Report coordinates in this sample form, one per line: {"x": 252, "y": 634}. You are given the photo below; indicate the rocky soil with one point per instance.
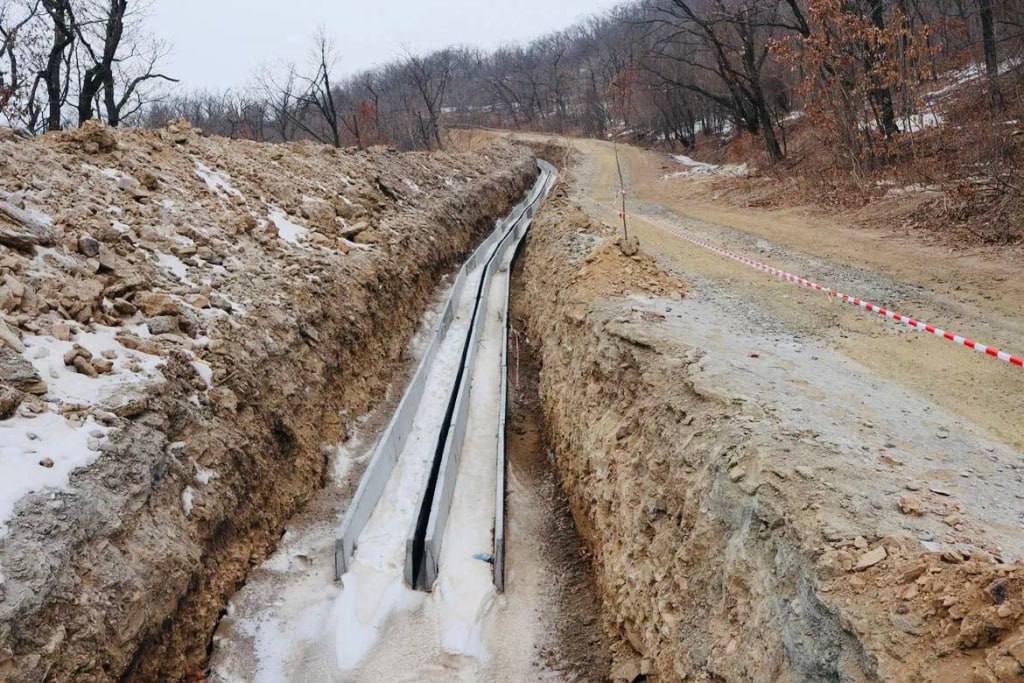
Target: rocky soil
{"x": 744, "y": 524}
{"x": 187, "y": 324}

--

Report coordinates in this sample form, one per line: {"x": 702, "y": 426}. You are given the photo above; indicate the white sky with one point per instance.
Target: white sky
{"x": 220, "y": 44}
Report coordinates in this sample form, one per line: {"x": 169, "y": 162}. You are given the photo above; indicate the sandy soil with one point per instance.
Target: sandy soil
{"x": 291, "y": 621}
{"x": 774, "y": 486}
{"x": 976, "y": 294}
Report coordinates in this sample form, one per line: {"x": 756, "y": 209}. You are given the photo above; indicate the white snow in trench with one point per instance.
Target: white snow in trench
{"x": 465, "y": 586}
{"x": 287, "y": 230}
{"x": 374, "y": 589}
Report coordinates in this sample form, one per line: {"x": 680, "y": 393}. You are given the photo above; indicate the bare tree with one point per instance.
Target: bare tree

DIRECTIONS: Retrieve each line of the data in which the word "bare" can be found.

ANSWER TO THE PROBLEM:
Report coordinates in this sample form, one per line: {"x": 680, "y": 393}. You are given the photo above; indicate the bare tree with one point per instance.
Target: bare tree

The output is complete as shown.